| EXERCISE INSTRUCTIONS |
(A) In the post about D.V. Rattan's career, which division did he command before he retired as a Major General?
(B) Carry on the post about D.V. Rattan's career from its final sentence.
[EXCERPTED PASSAGE — start]
I never cease to be amazed at just how small a world we live in. I stumbled across this May 1960 Military Review article by then Lieutenant Colonel D.V Rattan entitled "AntiGuerrilla Operations, A Case Study From History." The subject of the article is General Crook's campaign against the Appaches in arizona and New Mexico.
Then Colonel Rattan was an action officer in the Pentagon in the fall of 1964 and when the Congo Hostage Crisis erupted found himself on extended TDY to the Congo as a logistics advisor attached to the Belgian military and mercenary effort to retake the Congo. he had an interesting time; he was in the mercenary column that rolled into Stanleyvile from the south as the Belgian Paracommando Regiment jumped on the city.
Later Colonel Rattan took his battalion into Hue City during the 1968 Tet Offensive. He retired as a Major General after commanding 8th ID. I interviewed him in 1986 when I was working the Leavenworth paper 14 project on the Congo. See http://www-cgsc.army.mil/carl/resour.../odom/odom.asp. During Desert Shield, his nephew was a Major with me on the army staff.
[EXCERPTED PASSAGE — finish]
[ENTRIES PROVIDED — start]
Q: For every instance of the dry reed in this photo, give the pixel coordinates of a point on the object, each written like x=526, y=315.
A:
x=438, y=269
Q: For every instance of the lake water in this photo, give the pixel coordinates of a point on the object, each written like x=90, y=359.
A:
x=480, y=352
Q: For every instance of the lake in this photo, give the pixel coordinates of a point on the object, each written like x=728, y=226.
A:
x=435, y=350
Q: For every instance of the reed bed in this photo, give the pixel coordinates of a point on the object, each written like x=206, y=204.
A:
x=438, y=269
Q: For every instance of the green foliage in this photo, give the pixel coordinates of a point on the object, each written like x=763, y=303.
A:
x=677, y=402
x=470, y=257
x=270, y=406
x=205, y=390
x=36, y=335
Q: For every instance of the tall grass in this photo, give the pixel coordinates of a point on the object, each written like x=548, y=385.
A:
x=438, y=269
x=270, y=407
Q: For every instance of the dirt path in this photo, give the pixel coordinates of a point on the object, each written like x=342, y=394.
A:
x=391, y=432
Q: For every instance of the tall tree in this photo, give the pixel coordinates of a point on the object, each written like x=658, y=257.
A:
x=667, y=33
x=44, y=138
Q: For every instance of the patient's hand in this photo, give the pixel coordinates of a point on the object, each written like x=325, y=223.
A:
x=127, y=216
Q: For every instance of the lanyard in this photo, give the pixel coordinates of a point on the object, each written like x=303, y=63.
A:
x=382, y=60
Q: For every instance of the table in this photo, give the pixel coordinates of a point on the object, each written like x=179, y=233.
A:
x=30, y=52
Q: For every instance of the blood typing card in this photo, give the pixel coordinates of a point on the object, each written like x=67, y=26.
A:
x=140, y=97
[ENTRIES PROVIDED — finish]
| ANSWER SET |
(A) He commanded the 8th ID.

(B)
Here is a an extract from the 1960 article on Crook and the Apaches:
I will send the full article to Dave for posting.To conduct antiguerrilla operations without sound intelligence and counterintelligence wastes time, material, and troop effort. However, the intangible aspects of guerrilla warfare create intelligence obstacles that can be overcome only by patient determination and the utmost resolve.
Plans for antiguerrilla operations are based primarily ore a detailed analysis of the country concerned and its population. The political, administrative, economic, sociological, and military aspects of the plans correlated with the overall military plan.